(Beginning of Text)

Open cbizon opened 3 years ago
This is true for many other types as well.
We completed a lot of identifier mappings prior to the adoption of standards by Translator. My understanding was that 'extra' prefixes weren't an issue?
Many of the ones in the list I posted are clearly wrong either in formatting or type.
I am unsure whether it's legal to provide extras but if there is a reason that these are legal prefixes then they should be added to the model so that others know they are valid. Otherwise nobody will call you using them.
Get Outlook for Androidhttps://aka.ms/AAb9ysg
From: karafecho @.> Sent: Monday, June 14, 2021 10:32:06 AM To: NCATS-Tangerine/icees-api @.> Cc: Bizon, Christopher A @.>; Author @.> Subject: Re: [NCATS-Tangerine/icees-api] Illegal prefixes in /meta_knowledge_graph (#125)
We completed a lot of identifier mappings prior to the adoption of standards by Translator. My understanding was that 'extra' prefixes weren't an issue?
— You are receiving this because you authored the thread. Reply to this email directly, view it on GitHubhttps://github.com/NCATS-Tangerine/icees-api/issues/125#issuecomment-860732812, or unsubscribehttps://github.com/notifications/unsubscribe-auth/ACR7EHVVNBCJUCUXRBGAIADTSYHGNANCNFSM46S6YBDA.
@patrickkwang is the key here valid? "biolink:Disease, DiseaseOrPhenotypicFeature"
?
@cbizon No, the key is bad.
Would the code in plater for creating /meta_knowledge_graph be helpful?
we have fixed some of the typo. still need to check if all identifiers are accepted by trapi now.
There's still a lot of things that I'm sure won't validate. You can use the biolink model toolkit (or bl-lookup service) to easily find out what the allowed prefixes for a given concept are.

(End of Text)

## The problem
Write out the passage of the thread word for word, from "Open cbizon opened" up to and including "formatting or type.".

(Beginning of Information given)

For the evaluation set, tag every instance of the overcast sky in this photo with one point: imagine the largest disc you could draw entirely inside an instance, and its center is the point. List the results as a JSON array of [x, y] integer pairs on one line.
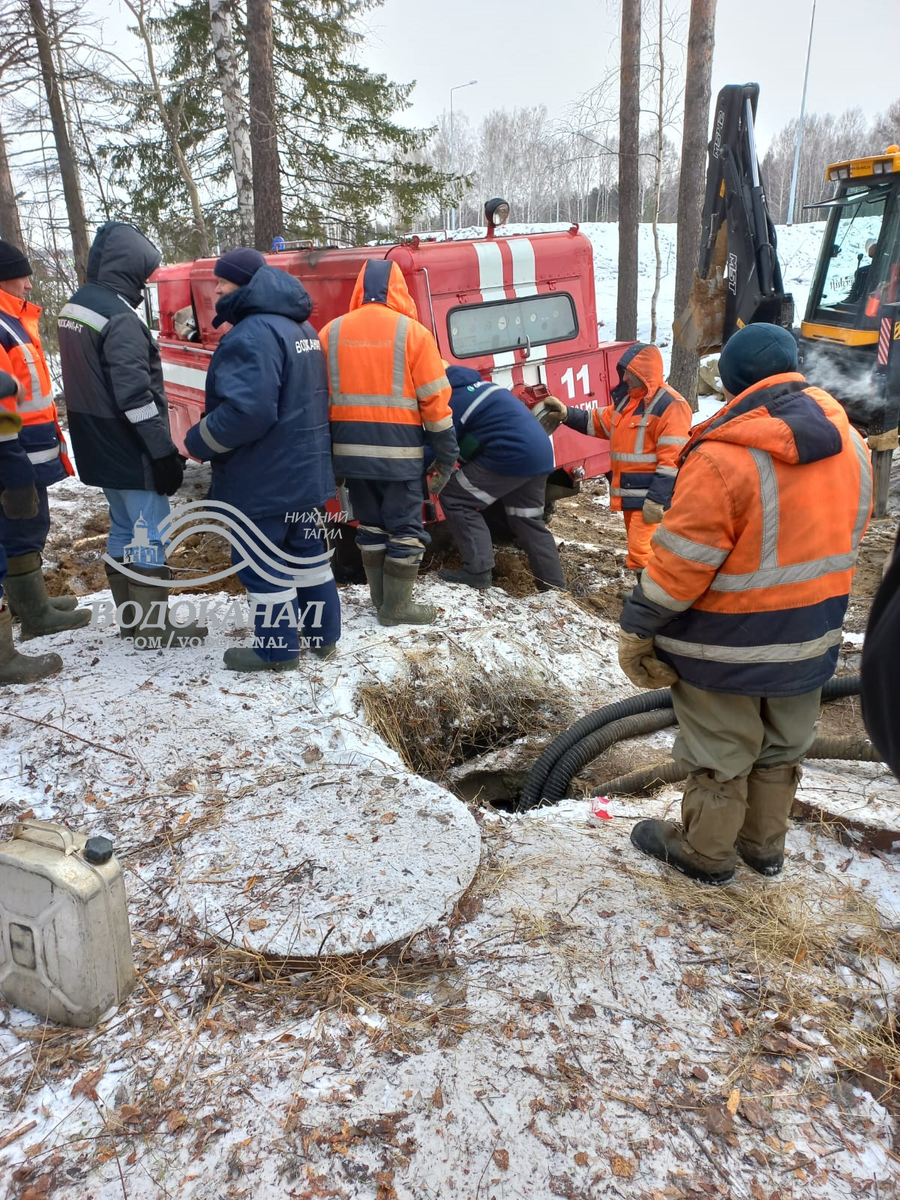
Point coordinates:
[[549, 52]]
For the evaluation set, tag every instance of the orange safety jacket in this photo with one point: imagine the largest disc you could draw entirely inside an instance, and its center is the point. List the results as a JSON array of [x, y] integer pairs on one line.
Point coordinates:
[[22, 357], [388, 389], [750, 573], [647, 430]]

(End of Information given)

## The completed task
Open cbizon opened 3 years ago
This is true for many other types as well.
We completed a lot of identifier mappings prior to the adoption of standards by Translator. My understanding was that 'extra' prefixes weren't an issue?
Many of the ones in the list I posted are clearly wrong either in formatting or type.